[Start DATA SUPPLIED]

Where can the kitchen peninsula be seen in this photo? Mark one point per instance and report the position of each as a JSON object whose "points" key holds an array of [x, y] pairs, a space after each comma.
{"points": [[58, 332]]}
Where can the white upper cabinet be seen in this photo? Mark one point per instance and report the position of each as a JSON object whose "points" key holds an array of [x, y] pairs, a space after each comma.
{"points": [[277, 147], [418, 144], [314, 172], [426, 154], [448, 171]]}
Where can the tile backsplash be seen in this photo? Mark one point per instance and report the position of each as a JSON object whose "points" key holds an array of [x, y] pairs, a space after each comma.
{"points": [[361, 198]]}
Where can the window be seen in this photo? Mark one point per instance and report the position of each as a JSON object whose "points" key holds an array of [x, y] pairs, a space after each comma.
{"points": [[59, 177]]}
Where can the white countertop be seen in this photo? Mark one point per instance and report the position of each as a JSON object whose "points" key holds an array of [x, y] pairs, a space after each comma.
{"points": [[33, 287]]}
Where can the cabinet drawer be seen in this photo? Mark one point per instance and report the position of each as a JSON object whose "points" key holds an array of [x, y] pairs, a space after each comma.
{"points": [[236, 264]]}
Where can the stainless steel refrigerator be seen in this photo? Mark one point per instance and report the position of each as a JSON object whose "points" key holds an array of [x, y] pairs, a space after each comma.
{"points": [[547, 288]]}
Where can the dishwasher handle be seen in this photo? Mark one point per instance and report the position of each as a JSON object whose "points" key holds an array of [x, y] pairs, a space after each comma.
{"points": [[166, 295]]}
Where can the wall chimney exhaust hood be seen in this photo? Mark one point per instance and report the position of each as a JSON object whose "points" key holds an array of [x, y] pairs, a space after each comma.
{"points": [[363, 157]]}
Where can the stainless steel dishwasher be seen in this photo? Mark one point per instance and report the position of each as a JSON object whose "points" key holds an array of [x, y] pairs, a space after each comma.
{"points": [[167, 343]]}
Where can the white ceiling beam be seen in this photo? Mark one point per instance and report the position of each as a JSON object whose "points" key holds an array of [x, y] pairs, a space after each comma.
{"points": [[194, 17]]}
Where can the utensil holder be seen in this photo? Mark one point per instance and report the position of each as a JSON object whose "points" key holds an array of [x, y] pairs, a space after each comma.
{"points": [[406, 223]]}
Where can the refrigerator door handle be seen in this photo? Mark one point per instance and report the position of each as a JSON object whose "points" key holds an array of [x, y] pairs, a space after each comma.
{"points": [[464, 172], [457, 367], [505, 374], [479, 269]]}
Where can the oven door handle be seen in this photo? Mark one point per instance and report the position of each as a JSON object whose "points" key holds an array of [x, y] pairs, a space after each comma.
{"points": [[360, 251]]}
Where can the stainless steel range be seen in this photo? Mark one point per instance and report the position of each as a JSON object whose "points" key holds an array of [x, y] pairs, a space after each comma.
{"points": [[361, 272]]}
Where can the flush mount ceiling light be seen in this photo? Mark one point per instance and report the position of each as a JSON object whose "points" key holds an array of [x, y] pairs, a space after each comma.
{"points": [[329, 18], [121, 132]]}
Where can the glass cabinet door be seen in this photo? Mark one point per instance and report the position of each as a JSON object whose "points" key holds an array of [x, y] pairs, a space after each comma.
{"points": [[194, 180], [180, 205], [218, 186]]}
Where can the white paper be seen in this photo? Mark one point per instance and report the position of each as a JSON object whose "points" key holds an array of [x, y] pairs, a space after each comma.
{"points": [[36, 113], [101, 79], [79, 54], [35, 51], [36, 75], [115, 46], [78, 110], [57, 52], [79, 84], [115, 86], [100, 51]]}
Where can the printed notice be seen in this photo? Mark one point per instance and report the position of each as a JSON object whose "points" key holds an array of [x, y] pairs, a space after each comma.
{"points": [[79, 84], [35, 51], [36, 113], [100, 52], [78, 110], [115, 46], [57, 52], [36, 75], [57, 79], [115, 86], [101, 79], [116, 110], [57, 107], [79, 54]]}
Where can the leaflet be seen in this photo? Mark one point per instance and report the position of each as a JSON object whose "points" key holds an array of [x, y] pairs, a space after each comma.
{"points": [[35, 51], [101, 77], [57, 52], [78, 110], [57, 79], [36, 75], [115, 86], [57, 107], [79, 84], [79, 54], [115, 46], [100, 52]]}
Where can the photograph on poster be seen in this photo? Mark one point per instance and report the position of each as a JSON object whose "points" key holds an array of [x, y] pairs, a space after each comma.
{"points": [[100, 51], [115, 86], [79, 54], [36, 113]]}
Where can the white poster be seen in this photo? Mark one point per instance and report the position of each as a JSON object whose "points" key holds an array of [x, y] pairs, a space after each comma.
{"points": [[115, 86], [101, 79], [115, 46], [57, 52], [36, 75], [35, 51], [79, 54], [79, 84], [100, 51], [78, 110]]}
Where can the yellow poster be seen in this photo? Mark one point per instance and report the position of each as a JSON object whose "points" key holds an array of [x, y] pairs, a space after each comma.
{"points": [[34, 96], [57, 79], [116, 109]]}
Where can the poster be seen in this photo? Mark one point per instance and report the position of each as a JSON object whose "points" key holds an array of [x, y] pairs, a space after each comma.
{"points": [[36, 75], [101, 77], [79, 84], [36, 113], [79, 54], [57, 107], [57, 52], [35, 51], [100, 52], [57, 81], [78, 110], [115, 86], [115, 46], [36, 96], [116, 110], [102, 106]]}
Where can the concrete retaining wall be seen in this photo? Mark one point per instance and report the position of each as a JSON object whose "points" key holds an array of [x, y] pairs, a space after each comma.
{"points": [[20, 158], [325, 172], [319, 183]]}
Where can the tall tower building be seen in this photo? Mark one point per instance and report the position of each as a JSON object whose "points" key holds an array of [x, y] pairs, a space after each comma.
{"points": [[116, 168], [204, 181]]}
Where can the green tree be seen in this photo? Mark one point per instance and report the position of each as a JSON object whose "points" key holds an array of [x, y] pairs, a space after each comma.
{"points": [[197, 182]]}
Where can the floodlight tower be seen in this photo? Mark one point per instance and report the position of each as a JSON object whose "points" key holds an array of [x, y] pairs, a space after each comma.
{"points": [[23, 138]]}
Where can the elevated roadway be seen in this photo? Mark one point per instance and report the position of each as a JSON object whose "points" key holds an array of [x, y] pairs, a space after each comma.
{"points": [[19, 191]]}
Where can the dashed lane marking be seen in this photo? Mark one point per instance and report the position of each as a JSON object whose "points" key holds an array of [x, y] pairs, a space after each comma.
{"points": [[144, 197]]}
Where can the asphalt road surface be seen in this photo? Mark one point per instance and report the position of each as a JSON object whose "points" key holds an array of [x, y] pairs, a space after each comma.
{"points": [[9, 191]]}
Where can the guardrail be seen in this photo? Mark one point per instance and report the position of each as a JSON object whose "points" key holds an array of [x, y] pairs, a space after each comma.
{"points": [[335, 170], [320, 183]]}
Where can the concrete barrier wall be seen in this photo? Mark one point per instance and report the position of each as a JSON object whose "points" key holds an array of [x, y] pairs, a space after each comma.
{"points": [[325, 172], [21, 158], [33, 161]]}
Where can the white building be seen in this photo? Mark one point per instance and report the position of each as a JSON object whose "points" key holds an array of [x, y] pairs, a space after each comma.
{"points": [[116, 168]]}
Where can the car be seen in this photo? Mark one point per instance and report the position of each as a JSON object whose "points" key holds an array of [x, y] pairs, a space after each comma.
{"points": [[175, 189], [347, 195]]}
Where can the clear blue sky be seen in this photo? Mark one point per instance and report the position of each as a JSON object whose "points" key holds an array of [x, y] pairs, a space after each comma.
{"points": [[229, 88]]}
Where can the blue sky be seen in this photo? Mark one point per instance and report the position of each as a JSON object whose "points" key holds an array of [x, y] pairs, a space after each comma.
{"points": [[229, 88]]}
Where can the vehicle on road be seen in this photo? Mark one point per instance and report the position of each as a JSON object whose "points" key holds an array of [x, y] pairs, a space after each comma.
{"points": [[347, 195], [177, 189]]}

[End DATA SUPPLIED]

# STATED EXERCISE:
Return the lines beginning at the one that contains "Where can the asphalt" and continuing through the last line of the data, exactly as they stand and without any others.

# WRITTEN REPLY:
Where can the asphalt road surface be seen in this photo? Mark one point per instance and report the position of each as a JSON object whose "points" key holds an array of [x, y] pairs, a space after each comma.
{"points": [[9, 191]]}
Where can the guardrail be seen in this photo? Mark one point per instance and report the position of each as a JSON object whose "points" key holds an array of [x, y] pairs, a space after each comma.
{"points": [[335, 170], [320, 183]]}
Where can the concrete barrier wall be seen in this photo? Mark one point per instance and report the position of each as a JSON object whose "points" key holds an array of [x, y] pairs, a space after each comma.
{"points": [[325, 172], [21, 158], [33, 161]]}
Where can the white building be seen in this photo? Mark one point per instance and report the position of each as a JSON object whose "points" key holds an array of [x, y] pairs, a space after each comma.
{"points": [[116, 168]]}
Where can the car be seen in this photo? Mark one point per instance and report the position of each as a JSON object whose "points" key holds an array of [x, y] pairs, a space after each comma.
{"points": [[175, 189], [347, 195]]}
Where can the clear blue sky be seen in this photo? Mark one point per instance and report the position of each as a JSON object whose "points" key holds an array of [x, y] pairs, a space after each comma.
{"points": [[229, 88]]}
Where can the blue sky be seen in this photo? Mark one point per instance and report the position of each as a JSON object whose "points" key holds an array of [x, y] pairs, a space after each comma.
{"points": [[229, 88]]}
Where can the vehicle on road be seen in this photo? Mark one point per instance and report the position of each as a JSON object whose "points" key holds an array of [x, y] pairs, a space after each comma.
{"points": [[347, 195], [177, 189]]}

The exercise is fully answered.